MATERIAL FOR THIS EXERCISE section start

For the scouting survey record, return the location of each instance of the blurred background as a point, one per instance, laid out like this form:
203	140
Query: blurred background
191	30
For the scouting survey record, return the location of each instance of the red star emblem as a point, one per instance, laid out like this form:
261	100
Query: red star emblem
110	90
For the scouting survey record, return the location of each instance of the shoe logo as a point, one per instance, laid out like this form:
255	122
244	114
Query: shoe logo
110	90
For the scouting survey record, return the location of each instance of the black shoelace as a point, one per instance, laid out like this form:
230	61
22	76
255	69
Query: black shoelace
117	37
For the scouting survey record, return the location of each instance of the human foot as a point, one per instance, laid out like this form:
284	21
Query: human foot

MATERIAL FOR THIS EXERCISE section end
MATERIAL FOR THIS EXERCISE section start

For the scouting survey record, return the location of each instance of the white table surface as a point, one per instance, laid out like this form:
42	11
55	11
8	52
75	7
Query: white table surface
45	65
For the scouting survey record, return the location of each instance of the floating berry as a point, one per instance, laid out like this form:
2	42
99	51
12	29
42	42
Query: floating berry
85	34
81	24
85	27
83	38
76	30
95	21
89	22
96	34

MATERIAL FOR THIS EXERCISE section end

TASK. Identify each line of the material where the word "human" shows up, and copy it.

THE ANSWER.
For the scouting survey record, return the location of each instance of the human foot as a point, one per instance, laid out like this form:
Query: human foot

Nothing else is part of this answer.